TASK INSTRUCTIONS: Reproduce every one of the rows below word for word, but leave out the pictures.

· · · ·

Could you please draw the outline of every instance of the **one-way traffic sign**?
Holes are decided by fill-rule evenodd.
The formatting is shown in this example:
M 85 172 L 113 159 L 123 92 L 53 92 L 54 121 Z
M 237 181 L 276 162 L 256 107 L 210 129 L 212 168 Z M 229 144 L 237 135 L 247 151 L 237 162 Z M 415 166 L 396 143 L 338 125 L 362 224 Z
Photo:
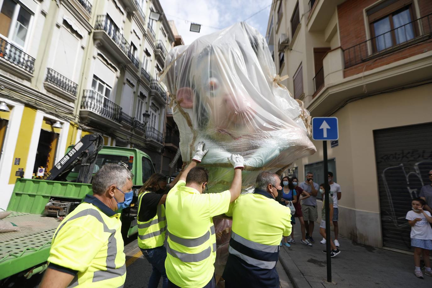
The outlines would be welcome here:
M 336 117 L 314 117 L 312 118 L 312 139 L 337 140 L 339 138 Z

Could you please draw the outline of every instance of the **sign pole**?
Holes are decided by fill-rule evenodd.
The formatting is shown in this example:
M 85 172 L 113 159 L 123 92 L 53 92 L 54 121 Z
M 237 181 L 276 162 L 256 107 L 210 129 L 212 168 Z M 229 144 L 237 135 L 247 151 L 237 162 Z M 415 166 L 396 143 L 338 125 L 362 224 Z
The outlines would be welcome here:
M 323 141 L 323 154 L 324 156 L 324 189 L 325 202 L 326 250 L 327 251 L 327 282 L 331 282 L 331 248 L 330 246 L 330 206 L 329 205 L 328 167 L 327 165 L 327 141 Z

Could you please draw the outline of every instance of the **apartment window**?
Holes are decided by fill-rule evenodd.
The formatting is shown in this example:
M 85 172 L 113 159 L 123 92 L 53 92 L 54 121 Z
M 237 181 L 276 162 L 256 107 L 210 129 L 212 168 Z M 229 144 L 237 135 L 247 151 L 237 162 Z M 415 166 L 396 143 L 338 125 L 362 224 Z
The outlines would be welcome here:
M 303 67 L 302 63 L 294 74 L 294 99 L 299 99 L 303 94 Z
M 106 83 L 98 78 L 96 75 L 93 76 L 93 82 L 92 82 L 92 89 L 98 93 L 109 99 L 112 88 Z
M 32 14 L 12 0 L 3 0 L 0 10 L 0 34 L 23 47 Z
M 412 21 L 412 0 L 388 0 L 369 9 L 367 13 L 374 52 L 378 52 L 416 36 Z
M 284 63 L 284 58 L 285 57 L 285 53 L 281 52 L 279 53 L 279 70 L 280 70 L 282 68 L 282 66 L 283 65 Z
M 300 12 L 299 11 L 299 2 L 297 2 L 295 4 L 292 16 L 291 17 L 291 39 L 294 36 L 299 24 L 300 24 Z

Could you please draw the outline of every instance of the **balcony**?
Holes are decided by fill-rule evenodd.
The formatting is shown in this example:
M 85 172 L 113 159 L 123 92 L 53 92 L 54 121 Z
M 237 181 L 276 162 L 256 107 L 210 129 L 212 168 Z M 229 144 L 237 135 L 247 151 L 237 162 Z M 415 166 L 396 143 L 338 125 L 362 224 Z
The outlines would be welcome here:
M 149 73 L 146 71 L 146 70 L 143 68 L 141 68 L 141 76 L 143 76 L 143 78 L 146 80 L 149 83 L 150 83 L 150 79 L 151 79 L 151 77 L 150 77 L 150 74 L 149 74 Z
M 153 38 L 154 39 L 156 39 L 156 33 L 155 33 L 155 32 L 153 30 L 153 28 L 152 27 L 152 25 L 150 25 L 149 23 L 147 25 L 147 31 L 149 33 L 153 35 Z
M 156 49 L 155 50 L 155 56 L 156 59 L 160 60 L 161 63 L 165 62 L 165 57 L 168 52 L 161 40 L 156 41 Z
M 44 86 L 47 90 L 70 101 L 76 99 L 78 85 L 50 68 L 47 70 Z
M 429 40 L 432 38 L 431 25 L 430 14 L 345 49 L 345 68 Z
M 90 3 L 87 0 L 77 0 L 77 1 L 79 3 L 79 4 L 81 4 L 81 6 L 86 9 L 89 14 L 91 15 L 92 14 L 92 4 Z
M 123 119 L 121 108 L 96 91 L 85 90 L 79 116 L 85 124 L 108 128 L 118 127 Z
M 166 103 L 166 92 L 162 88 L 162 86 L 158 84 L 157 80 L 152 79 L 150 82 L 150 94 L 156 95 L 156 98 L 159 98 L 161 104 Z M 162 101 L 163 99 L 163 101 Z
M 27 79 L 32 77 L 31 74 L 35 70 L 35 58 L 1 38 L 0 38 L 0 60 L 9 62 L 4 63 L 6 70 L 13 70 L 14 72 Z M 10 63 L 13 66 L 11 66 Z
M 109 16 L 98 15 L 93 37 L 96 46 L 106 49 L 119 62 L 129 63 L 133 61 L 130 57 L 130 46 Z

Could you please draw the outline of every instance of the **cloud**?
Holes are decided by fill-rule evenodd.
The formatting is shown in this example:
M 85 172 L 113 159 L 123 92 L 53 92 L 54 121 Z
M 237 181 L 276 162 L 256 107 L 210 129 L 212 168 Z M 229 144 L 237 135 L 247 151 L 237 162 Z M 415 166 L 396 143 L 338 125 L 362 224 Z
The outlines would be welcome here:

· · · ·

EXERCISE RESPONSE:
Could you please draw the outline of every instance of the **one-way traffic sign**?
Holes are decided by fill-rule evenodd.
The formatting is shown in this example:
M 85 172 L 113 159 L 123 92 L 53 92 L 54 121 Z
M 237 181 L 276 162 L 256 107 L 210 129 L 212 168 Z M 229 144 L 237 135 L 247 151 L 237 162 Z M 415 166 L 396 143 L 338 125 L 362 224 Z
Photo:
The outlines would be welcome here:
M 336 117 L 314 117 L 312 118 L 312 139 L 337 140 L 339 138 Z

Could you please draw the outline of every instance of the **sign pole**?
Holes are decided by fill-rule evenodd.
The formatting is shown in this example:
M 85 172 L 113 159 L 123 92 L 53 92 L 54 121 Z
M 237 181 L 276 162 L 256 107 L 210 129 L 212 168 Z M 229 144 L 237 135 L 247 151 L 237 162 Z M 415 166 L 396 143 L 338 125 L 362 224 Z
The outlines would be welcome here:
M 323 141 L 323 154 L 324 156 L 324 189 L 325 202 L 326 250 L 327 251 L 327 282 L 331 282 L 331 248 L 330 246 L 330 206 L 329 205 L 328 167 L 327 165 L 327 141 Z

Could you please draw the outline of every instance of the **apartment window**?
Holes are decided by fill-rule evenodd.
The formatting is shown in this example:
M 85 172 L 113 159 L 123 92 L 53 92 L 54 121 Z
M 237 181 L 276 162 L 256 107 L 210 129 L 212 168 Z M 229 144 L 237 135 L 247 151 L 237 162 Z M 415 166 L 396 143 L 338 125 L 362 224 Z
The outlines would be welcome here:
M 303 67 L 302 63 L 294 74 L 294 99 L 299 99 L 303 94 Z
M 106 83 L 98 78 L 96 75 L 93 76 L 93 82 L 92 82 L 92 89 L 98 93 L 109 99 L 112 88 Z
M 32 14 L 12 0 L 3 0 L 0 10 L 0 34 L 23 47 Z
M 412 21 L 412 0 L 388 0 L 369 9 L 367 13 L 374 52 L 378 52 L 416 36 Z
M 284 63 L 284 58 L 285 57 L 285 53 L 281 52 L 279 53 L 279 70 L 280 70 L 282 68 L 282 66 L 283 65 Z
M 300 12 L 299 11 L 299 2 L 297 2 L 295 4 L 292 16 L 291 17 L 291 39 L 294 36 L 299 24 L 300 24 Z

Could you please draw the outline of every instance of the **balcony**?
Holes are decided by fill-rule evenodd.
The formatting is shown in this example:
M 85 172 L 113 159 L 123 92 L 53 92 L 54 121 Z
M 237 181 L 276 162 L 256 107 L 210 129 L 212 168 Z M 229 144 L 237 135 L 247 151 L 237 162 Z M 415 166 L 396 143 L 338 125 L 362 224 Z
The outlines would be welcome here:
M 149 73 L 146 71 L 146 70 L 143 68 L 141 68 L 141 76 L 143 76 L 143 78 L 146 80 L 149 83 L 150 83 L 150 79 L 151 79 L 151 77 L 150 77 L 150 74 L 149 74 Z
M 153 38 L 154 39 L 156 39 L 156 33 L 155 33 L 155 32 L 153 30 L 153 28 L 152 27 L 152 25 L 150 25 L 149 23 L 147 25 L 147 31 L 149 33 L 153 35 Z
M 156 49 L 155 50 L 155 56 L 156 59 L 160 60 L 161 63 L 165 62 L 165 57 L 168 52 L 161 40 L 156 41 Z
M 44 86 L 47 90 L 70 101 L 76 99 L 78 85 L 50 68 L 47 70 Z
M 429 40 L 432 38 L 431 25 L 430 14 L 345 49 L 345 68 Z
M 90 3 L 87 0 L 77 0 L 77 1 L 79 3 L 79 4 L 81 4 L 81 6 L 86 9 L 89 14 L 91 15 L 92 14 L 92 4 Z
M 123 119 L 121 108 L 96 91 L 85 90 L 79 116 L 85 124 L 108 128 L 118 127 Z
M 166 103 L 166 92 L 162 88 L 162 86 L 158 84 L 157 80 L 152 79 L 150 82 L 150 94 L 156 95 L 156 98 L 159 98 L 161 104 Z M 162 101 L 163 99 L 163 101 Z
M 27 79 L 32 77 L 31 74 L 35 70 L 35 58 L 1 38 L 0 38 L 0 60 L 9 62 L 4 63 L 6 70 L 13 70 L 14 72 Z M 10 63 L 13 66 L 11 66 Z
M 109 16 L 98 15 L 93 37 L 96 46 L 106 49 L 119 62 L 129 63 L 133 61 L 130 57 L 130 46 Z

Could you please draw the outline of every instance of the **cloud**?
Holes are decided by fill-rule evenodd.
The formatting is shown in this example:
M 85 172 L 113 159 L 123 92 L 53 92 L 54 121 Z
M 237 181 L 276 162 L 256 107 L 210 129 L 212 168 Z M 229 144 L 237 135 L 247 151 L 237 162 Z M 415 166 L 396 143 L 338 125 L 362 224 Z
The outlines would be welcome here:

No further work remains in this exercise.